● What the task requires
Put the entries below into a two-column CSV with the headers instruction and boxes. Each entry gets one row, with its wording in the first column and its answer in the second, each in a single quoted field and with line breaks replaced by spaces.

● Entries on locating named things

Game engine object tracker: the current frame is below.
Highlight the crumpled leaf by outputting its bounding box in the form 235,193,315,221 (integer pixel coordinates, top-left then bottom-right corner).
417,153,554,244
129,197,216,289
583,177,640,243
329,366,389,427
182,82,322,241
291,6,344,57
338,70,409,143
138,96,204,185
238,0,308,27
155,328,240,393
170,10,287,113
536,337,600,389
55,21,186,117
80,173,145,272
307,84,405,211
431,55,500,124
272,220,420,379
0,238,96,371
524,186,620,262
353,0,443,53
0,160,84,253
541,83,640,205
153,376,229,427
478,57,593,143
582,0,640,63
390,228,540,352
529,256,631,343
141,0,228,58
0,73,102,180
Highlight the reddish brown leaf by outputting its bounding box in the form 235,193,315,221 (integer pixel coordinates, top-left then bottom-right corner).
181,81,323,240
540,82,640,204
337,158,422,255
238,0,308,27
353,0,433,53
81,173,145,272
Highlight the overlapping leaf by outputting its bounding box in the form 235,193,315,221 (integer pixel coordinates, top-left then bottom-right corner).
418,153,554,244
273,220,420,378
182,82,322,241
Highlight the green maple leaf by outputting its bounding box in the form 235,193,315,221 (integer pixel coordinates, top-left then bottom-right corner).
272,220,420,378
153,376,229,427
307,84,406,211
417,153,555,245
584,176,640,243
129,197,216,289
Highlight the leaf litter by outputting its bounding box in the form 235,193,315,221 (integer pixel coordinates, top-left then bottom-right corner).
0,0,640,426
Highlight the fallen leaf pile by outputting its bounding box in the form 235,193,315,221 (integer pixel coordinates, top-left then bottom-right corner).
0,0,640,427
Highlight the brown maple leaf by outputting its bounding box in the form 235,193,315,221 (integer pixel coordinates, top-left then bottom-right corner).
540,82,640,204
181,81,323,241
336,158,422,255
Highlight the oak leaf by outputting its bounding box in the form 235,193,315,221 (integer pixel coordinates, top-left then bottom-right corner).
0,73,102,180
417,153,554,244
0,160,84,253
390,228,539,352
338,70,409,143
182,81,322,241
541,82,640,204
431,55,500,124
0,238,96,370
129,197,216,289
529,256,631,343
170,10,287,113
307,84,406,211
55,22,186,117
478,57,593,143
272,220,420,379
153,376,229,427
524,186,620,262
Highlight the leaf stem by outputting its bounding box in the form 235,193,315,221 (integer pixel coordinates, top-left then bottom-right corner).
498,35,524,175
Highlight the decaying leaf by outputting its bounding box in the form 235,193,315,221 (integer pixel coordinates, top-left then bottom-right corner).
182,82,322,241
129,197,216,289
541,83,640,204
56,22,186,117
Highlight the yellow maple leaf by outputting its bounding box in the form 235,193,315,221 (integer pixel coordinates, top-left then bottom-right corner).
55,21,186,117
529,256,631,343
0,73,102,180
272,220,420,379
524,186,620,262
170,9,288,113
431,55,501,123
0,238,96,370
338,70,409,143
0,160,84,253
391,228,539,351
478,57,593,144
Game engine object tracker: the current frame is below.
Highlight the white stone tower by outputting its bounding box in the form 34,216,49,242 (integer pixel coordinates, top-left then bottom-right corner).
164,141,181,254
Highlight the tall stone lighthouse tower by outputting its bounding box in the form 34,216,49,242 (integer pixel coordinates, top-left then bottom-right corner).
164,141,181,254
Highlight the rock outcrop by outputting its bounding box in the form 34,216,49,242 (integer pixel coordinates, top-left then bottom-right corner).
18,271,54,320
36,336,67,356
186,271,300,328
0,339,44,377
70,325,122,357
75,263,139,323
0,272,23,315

● Full solution
instruction,boxes
"Game engine object tracker: the current frame is below. Highlight the crumpled leaf by outputting its bounding box in the form 235,193,315,221 (integer pixel coordinates, top-left then bottom-right corner).","417,153,554,244 129,197,216,289 583,177,640,243 329,366,389,427 182,82,322,241 291,6,344,57 338,70,409,143 138,96,204,185 238,0,308,27 155,328,240,393 170,10,287,113 536,337,600,389 55,21,186,117 80,173,145,272 307,84,405,211 431,55,500,124 272,220,420,379 0,238,96,371 524,186,620,262 353,0,443,53 0,160,84,253 541,83,640,205 153,376,229,427 478,57,593,143 582,0,640,63 390,228,540,352 529,256,631,343 141,0,228,58 0,73,102,180"
"Highlight the reddish brown leaf by outputting its bounding box in the form 235,193,315,221 (integer pixel coordinates, top-left then bottom-right corner).","181,81,323,240 540,82,640,204 337,158,422,255 238,0,308,27 353,0,433,53 81,173,145,272"
"Highlight the overlapping leaf by outputting its bounding box in the form 235,193,315,221 (integer pixel coordinates, top-left then bottom-right corner).","418,153,554,244 273,220,420,378 182,82,322,241"
"Highlight the green maple leaf by outputting its bounding box in the form 235,193,315,221 (integer pixel coordinates, top-left then bottom-right corner).","272,220,420,378 153,376,229,427 307,84,406,211 417,153,555,245 584,176,640,243 129,197,216,289"
"Highlight the leaf litter by outputting its bounding box in the form 235,193,315,221 (integer pixel coordinates, top-left then bottom-right corner).","0,0,640,426"
"Highlight the fallen leaf pile by outputting its bounding box in the form 235,193,315,221 (integer pixel coordinates, top-left then bottom-right corner).","0,0,640,427"
"Highlight the brown maple leaf by outputting its bounding box in the form 235,193,315,221 (integer pixel coordinates, top-left then bottom-right corner).","540,82,640,204 181,81,323,241 336,158,422,255"
"Highlight the oak leaf by outputting its bounding box in the form 235,193,315,221 (integer pixel coordinates, top-left then bottom-right corner).","0,73,102,180 417,153,554,244 0,160,84,253 390,228,539,352 338,70,409,143 182,81,322,241 541,82,640,204 431,55,500,124 0,238,96,370 129,197,216,289 529,256,631,343 170,10,287,113 307,84,406,211 55,22,186,117 478,57,593,143 272,220,420,379 153,376,229,427 524,186,620,262"
"Highlight the leaf stem by outputting its bounding box in the form 235,193,315,221 (integer pixel coordinates, top-left then bottom-right corner).","498,35,524,175"
"Highlight the decaying leaf by outputting its bounding box in the form 235,193,315,221 (integer pixel coordinates, top-left then bottom-right corner).","182,82,322,241 129,197,216,289 541,83,640,204 56,22,186,117"
"Highlight the yellow maple leaf by outputting its bounding box in the form 235,193,315,221 (integer pixel coordinates, top-left then bottom-right corner).","55,21,186,117 529,256,631,343 0,73,102,180 272,220,420,379 524,186,620,262 170,9,288,113 431,55,501,123 0,238,96,370 338,70,409,143 0,160,84,253 391,228,539,351 478,57,593,144"
"Game engine object tracker: the current frame is below. Highlight the white stone tower by outputting its bounding box in the form 34,216,49,242 (integer pixel coordinates, top-left then bottom-right corner).","164,141,181,254"
"Highlight the tall stone lighthouse tower by outputting its bounding box in the form 34,216,49,242 (integer pixel coordinates, top-left then bottom-right corner).","164,141,181,254"
"Highlight the rock outcrop by outputting its bounding box in the form 34,216,49,242 (integer pixel coordinates, top-left then bottom-right corner).","18,271,54,320 36,336,67,356 186,271,300,328 0,339,44,377 70,325,122,357 75,263,139,323 0,272,23,315"